## BEGIN

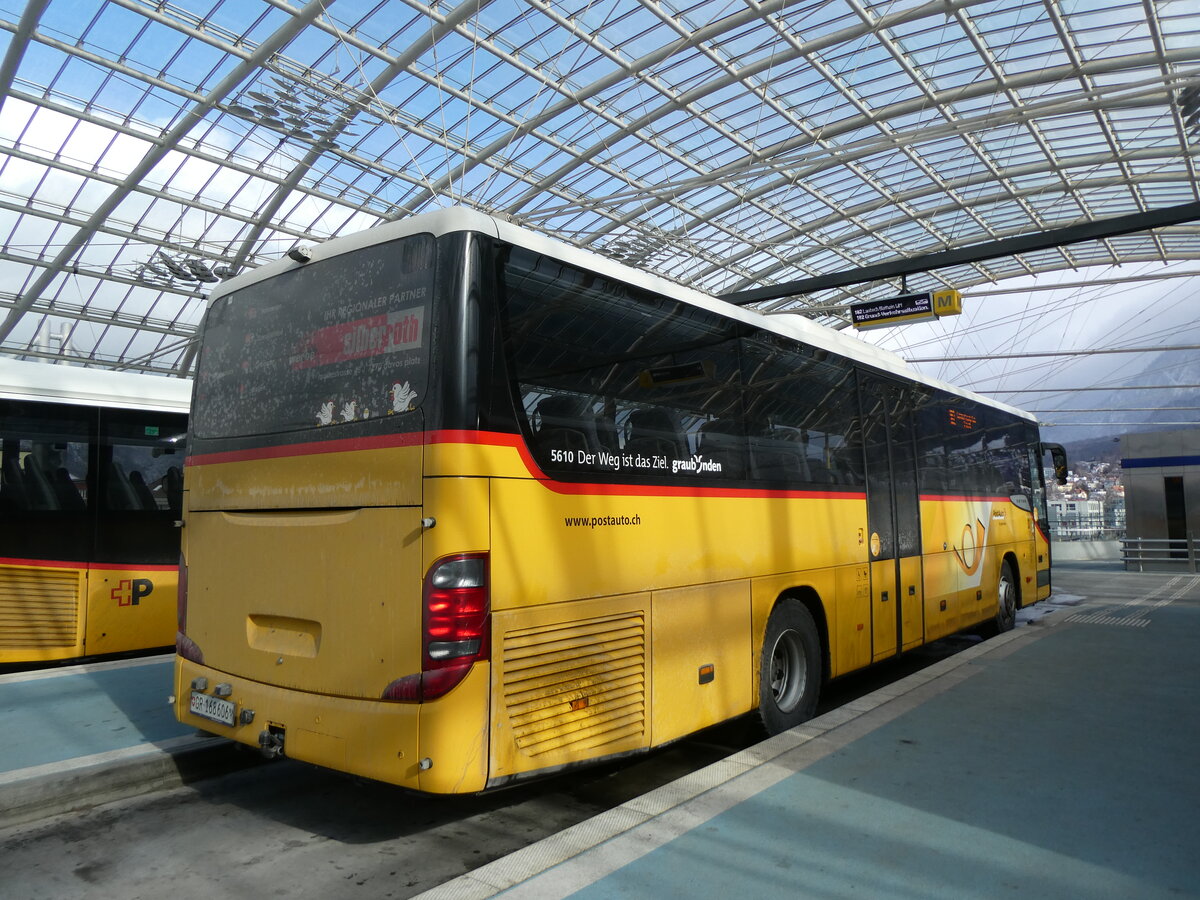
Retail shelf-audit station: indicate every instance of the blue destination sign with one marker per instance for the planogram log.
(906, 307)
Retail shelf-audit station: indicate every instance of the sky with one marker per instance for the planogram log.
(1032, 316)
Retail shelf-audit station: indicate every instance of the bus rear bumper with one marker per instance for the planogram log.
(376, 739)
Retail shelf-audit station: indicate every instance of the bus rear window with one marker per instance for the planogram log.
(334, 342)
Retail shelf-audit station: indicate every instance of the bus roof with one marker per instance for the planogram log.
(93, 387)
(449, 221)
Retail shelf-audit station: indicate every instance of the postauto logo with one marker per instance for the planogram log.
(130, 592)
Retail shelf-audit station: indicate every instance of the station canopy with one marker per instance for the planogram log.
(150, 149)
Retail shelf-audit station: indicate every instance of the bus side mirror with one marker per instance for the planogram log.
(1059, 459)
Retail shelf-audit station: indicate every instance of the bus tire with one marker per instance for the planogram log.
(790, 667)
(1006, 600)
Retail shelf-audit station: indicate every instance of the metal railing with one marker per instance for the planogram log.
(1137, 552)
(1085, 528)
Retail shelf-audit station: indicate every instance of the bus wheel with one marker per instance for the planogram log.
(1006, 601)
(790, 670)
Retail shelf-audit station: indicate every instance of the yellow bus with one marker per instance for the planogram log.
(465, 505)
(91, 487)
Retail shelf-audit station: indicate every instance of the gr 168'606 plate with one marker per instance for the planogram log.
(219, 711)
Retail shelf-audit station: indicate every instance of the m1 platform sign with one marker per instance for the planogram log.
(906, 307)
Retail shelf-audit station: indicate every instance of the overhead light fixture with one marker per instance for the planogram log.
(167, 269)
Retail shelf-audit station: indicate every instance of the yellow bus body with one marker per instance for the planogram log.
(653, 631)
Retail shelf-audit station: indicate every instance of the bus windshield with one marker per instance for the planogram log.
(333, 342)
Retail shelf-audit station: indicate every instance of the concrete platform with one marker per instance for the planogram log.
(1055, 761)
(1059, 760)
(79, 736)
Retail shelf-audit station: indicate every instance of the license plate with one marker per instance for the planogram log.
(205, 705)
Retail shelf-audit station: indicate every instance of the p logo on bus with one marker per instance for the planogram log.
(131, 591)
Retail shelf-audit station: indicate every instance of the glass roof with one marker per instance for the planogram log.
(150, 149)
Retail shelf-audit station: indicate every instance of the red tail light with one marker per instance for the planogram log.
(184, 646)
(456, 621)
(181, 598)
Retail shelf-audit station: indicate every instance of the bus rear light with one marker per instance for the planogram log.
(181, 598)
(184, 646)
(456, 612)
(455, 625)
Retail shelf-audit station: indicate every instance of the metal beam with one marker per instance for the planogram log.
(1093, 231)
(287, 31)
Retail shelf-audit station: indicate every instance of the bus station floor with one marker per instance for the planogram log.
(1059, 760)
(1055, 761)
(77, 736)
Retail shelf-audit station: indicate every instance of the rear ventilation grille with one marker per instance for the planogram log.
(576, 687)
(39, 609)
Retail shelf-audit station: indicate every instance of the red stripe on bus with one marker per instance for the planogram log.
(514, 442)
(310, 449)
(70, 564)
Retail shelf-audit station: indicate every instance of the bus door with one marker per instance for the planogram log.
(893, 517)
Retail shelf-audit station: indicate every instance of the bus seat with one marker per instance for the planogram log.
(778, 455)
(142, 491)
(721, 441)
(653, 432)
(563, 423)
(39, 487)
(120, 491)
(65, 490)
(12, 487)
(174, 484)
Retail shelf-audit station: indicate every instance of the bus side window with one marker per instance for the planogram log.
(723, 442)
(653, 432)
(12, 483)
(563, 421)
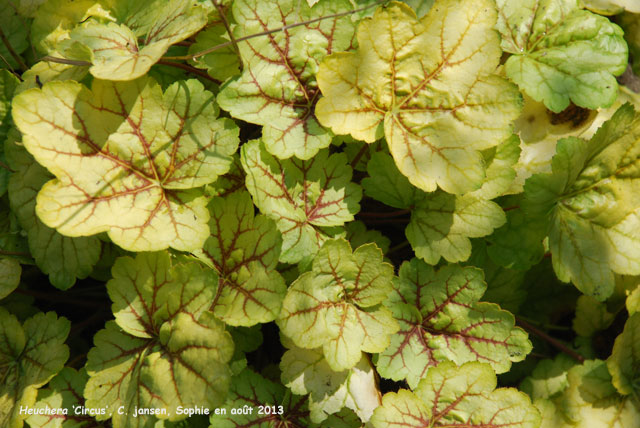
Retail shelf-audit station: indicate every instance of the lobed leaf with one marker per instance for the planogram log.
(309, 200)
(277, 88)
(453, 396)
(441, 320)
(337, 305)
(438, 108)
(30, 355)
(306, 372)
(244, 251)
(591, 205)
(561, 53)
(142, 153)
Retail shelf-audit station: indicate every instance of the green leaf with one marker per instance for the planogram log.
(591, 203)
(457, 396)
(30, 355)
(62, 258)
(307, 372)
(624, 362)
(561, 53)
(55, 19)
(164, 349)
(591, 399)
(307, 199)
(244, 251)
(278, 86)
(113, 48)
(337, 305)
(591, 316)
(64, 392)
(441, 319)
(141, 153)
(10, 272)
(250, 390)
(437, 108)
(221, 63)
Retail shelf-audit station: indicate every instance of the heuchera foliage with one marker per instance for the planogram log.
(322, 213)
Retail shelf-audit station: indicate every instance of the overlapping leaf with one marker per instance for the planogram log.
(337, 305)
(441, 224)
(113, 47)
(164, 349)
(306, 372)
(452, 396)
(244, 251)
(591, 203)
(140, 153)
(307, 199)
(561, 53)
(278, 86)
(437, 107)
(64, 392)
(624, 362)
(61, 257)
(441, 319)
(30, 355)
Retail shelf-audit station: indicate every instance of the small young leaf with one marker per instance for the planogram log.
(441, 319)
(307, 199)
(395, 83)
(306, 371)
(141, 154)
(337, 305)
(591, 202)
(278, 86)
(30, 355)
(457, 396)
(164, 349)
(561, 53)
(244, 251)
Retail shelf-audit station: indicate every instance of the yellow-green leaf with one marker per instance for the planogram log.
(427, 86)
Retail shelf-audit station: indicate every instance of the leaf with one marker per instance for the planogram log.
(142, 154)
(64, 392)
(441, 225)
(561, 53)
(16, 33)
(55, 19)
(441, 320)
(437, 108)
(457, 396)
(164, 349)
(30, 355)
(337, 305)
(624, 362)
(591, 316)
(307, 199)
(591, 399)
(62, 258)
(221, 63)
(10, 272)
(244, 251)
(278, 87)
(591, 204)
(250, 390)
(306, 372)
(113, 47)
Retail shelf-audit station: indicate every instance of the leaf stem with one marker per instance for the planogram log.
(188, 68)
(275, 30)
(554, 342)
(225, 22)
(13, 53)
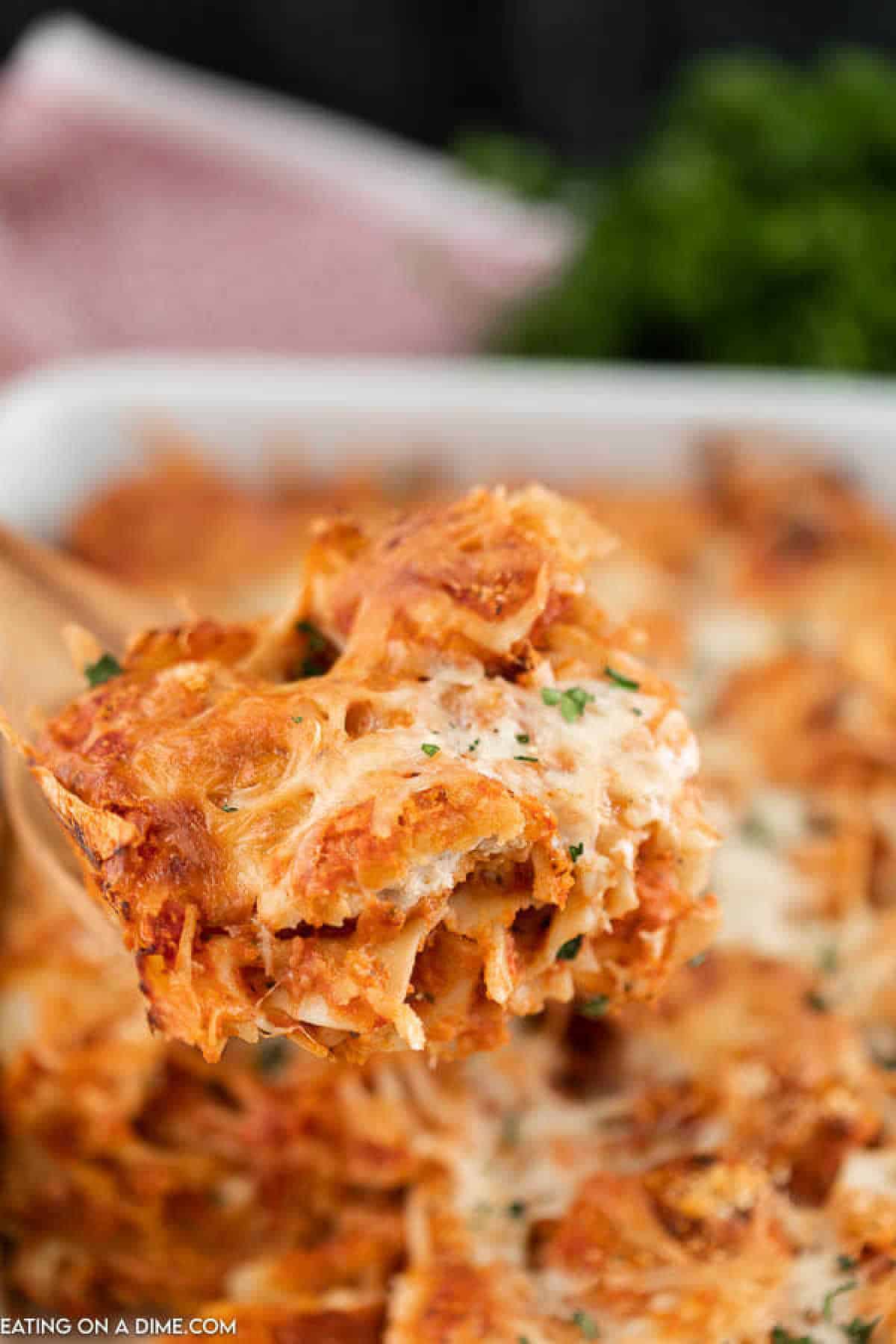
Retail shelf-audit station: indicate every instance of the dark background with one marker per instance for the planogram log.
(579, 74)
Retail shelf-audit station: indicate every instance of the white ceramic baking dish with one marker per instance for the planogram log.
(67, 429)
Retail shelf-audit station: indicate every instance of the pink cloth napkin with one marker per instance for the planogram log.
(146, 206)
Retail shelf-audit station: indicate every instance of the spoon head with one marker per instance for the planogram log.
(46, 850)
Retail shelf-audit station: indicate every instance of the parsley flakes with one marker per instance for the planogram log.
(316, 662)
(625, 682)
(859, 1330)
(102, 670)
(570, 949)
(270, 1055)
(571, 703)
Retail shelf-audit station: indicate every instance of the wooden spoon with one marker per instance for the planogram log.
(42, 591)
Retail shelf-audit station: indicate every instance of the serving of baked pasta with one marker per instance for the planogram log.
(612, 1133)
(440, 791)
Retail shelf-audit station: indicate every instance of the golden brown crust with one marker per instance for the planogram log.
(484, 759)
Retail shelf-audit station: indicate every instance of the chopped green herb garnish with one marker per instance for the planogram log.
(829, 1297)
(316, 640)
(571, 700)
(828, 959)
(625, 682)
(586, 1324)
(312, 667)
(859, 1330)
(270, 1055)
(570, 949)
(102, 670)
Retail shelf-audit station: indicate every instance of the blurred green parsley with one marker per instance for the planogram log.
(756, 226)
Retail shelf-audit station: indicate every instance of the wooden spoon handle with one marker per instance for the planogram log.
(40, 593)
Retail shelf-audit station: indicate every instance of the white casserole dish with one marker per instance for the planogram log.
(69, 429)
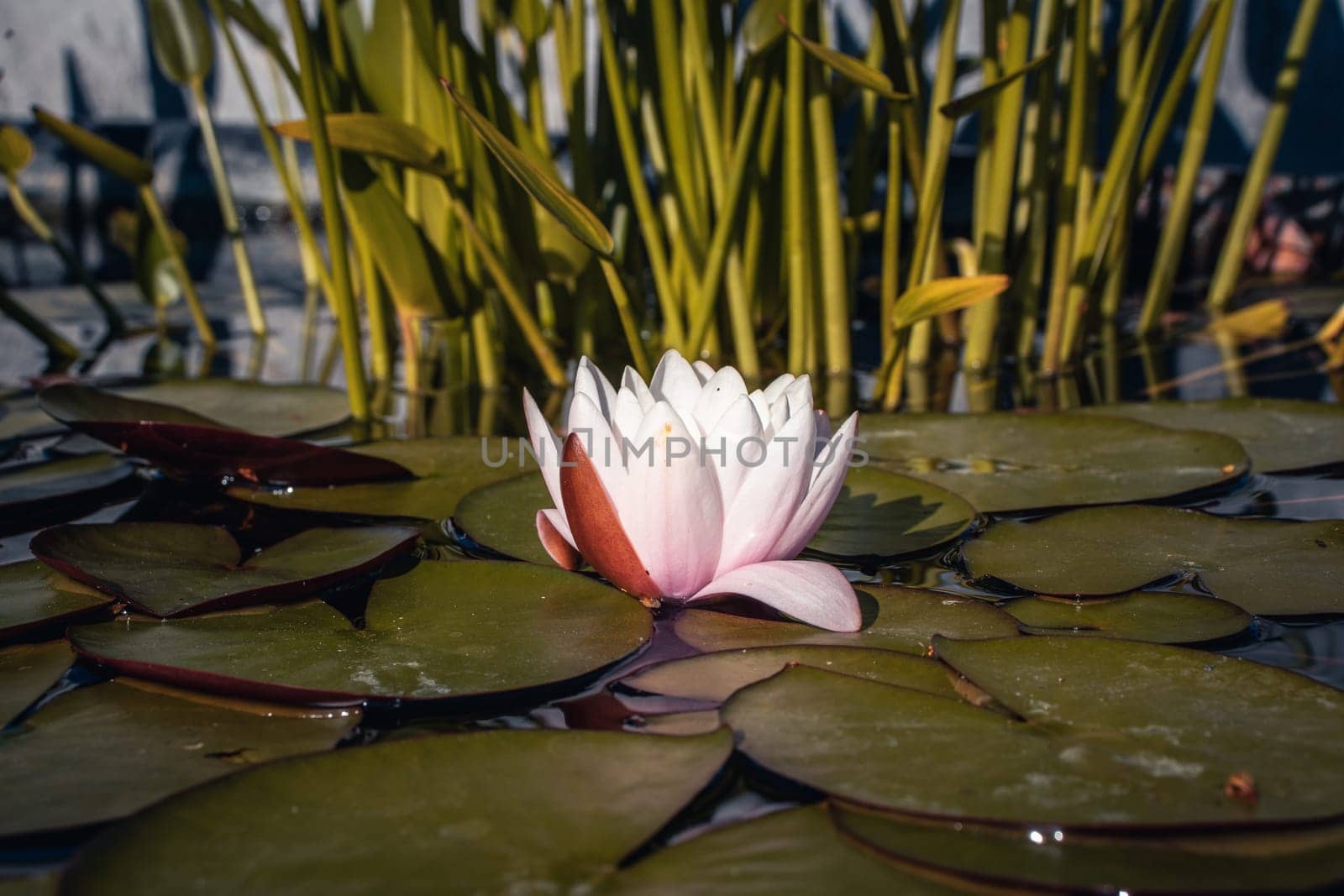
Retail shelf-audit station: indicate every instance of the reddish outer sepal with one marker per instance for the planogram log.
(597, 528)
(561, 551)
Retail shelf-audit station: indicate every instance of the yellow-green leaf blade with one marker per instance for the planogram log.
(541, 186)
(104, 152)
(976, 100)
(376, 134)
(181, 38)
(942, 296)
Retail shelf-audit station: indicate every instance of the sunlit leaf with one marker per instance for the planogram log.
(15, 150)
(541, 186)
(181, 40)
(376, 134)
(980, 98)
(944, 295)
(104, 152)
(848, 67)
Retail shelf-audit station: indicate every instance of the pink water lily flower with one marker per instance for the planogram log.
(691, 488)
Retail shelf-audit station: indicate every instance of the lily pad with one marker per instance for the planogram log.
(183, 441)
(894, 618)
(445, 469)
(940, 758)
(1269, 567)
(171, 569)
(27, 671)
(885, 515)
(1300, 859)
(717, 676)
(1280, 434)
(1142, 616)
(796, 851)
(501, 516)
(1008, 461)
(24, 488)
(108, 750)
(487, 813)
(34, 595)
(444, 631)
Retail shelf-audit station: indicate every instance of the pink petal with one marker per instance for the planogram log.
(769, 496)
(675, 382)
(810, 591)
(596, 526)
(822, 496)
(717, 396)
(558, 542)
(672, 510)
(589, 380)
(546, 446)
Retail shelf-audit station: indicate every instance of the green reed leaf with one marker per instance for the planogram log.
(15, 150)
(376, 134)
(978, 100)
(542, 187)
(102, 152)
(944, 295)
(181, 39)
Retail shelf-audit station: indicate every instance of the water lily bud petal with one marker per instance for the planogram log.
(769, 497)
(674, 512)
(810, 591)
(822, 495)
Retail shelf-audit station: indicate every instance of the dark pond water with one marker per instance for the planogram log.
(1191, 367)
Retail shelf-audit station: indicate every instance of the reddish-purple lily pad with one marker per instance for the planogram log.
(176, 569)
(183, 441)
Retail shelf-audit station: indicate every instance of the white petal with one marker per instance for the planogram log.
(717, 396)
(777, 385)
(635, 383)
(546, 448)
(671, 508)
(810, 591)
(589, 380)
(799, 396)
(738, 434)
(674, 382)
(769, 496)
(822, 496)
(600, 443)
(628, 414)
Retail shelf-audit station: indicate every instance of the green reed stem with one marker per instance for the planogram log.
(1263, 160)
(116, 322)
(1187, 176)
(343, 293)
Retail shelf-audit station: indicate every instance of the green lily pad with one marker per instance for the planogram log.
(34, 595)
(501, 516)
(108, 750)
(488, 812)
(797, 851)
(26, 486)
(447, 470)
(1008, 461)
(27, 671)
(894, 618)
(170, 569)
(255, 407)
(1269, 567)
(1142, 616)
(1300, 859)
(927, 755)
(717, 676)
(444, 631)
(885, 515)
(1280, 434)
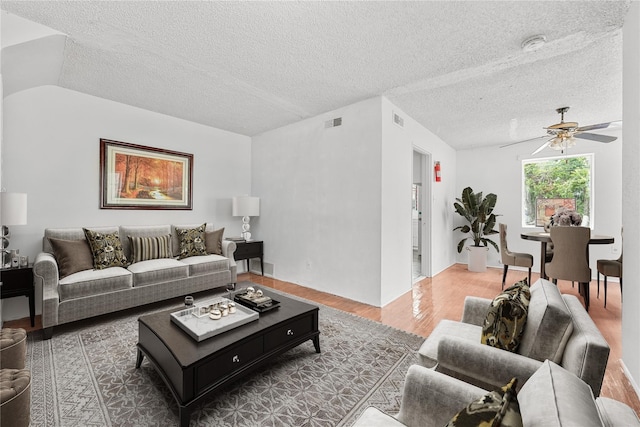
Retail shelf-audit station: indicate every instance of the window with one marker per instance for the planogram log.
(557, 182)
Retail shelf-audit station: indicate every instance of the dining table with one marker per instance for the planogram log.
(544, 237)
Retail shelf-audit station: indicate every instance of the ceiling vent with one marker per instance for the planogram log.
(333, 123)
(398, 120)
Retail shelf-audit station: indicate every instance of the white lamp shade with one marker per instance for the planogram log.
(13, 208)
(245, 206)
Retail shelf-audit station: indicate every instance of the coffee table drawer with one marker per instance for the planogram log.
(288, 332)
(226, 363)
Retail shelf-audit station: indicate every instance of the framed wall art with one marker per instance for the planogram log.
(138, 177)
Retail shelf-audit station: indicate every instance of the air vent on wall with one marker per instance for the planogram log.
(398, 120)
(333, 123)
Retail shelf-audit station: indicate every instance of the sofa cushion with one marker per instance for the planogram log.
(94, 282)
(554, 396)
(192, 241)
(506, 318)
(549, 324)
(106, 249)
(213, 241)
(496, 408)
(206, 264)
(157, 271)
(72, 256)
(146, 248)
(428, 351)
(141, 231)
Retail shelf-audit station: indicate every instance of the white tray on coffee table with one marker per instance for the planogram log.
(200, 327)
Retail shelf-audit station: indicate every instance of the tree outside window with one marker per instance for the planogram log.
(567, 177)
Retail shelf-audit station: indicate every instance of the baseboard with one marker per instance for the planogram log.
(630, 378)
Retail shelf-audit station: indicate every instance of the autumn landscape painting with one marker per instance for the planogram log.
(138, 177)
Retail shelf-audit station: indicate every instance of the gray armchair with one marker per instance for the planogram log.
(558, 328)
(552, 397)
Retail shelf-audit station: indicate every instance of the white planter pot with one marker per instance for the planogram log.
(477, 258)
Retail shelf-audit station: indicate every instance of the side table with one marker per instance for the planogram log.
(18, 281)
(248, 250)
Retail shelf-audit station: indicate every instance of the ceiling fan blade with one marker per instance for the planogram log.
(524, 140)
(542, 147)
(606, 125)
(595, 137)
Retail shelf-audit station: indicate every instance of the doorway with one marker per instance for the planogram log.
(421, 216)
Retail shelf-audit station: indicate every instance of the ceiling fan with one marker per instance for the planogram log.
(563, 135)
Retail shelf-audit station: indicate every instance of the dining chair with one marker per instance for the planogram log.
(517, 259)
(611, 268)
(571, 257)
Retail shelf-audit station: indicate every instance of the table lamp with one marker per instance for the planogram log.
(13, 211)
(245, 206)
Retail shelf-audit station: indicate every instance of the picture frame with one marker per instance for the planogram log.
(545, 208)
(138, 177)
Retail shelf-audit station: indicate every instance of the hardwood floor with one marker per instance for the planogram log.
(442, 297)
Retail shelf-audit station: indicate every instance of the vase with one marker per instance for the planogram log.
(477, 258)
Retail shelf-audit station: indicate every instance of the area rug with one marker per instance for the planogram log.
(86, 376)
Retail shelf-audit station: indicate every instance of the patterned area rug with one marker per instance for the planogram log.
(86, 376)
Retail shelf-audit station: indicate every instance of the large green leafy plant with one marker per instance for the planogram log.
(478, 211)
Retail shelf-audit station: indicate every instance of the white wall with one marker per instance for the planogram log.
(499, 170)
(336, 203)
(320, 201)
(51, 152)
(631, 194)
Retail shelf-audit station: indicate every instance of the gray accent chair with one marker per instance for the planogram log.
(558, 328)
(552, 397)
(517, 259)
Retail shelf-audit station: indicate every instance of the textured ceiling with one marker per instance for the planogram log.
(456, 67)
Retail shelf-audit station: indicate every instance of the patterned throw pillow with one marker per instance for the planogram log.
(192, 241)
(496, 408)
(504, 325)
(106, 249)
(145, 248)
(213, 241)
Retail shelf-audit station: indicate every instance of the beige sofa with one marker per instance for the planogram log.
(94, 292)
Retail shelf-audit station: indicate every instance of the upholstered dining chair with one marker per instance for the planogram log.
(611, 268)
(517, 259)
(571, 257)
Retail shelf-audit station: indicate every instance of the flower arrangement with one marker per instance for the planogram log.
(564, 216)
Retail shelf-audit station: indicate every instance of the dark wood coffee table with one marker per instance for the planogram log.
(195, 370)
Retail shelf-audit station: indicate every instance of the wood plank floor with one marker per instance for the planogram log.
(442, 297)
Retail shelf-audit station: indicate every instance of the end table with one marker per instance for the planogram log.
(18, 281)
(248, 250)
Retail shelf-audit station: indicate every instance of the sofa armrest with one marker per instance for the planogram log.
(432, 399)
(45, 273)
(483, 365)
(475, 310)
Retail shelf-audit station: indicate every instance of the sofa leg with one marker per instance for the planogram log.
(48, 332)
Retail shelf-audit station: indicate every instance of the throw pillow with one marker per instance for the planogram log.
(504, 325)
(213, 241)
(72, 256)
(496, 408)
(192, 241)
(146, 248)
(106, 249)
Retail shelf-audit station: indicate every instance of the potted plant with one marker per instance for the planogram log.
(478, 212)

## END

**Task requirements**
Copy the lines from the one containing "Retail shelf-audit station: indicate every instance of the throw" through the end of the records, substituting "cushion" for "throw pillow" and leaving everything else unchanged.

**Written solution**
Retail shelf-audit station: indicate every instance of the cushion with one marker per instance for the planogram log.
(504, 325)
(213, 241)
(72, 256)
(496, 408)
(192, 241)
(146, 248)
(106, 249)
Retail shelf-audit station: indicate every instance of the potted plant with one marker per instance for the planogram log.
(478, 212)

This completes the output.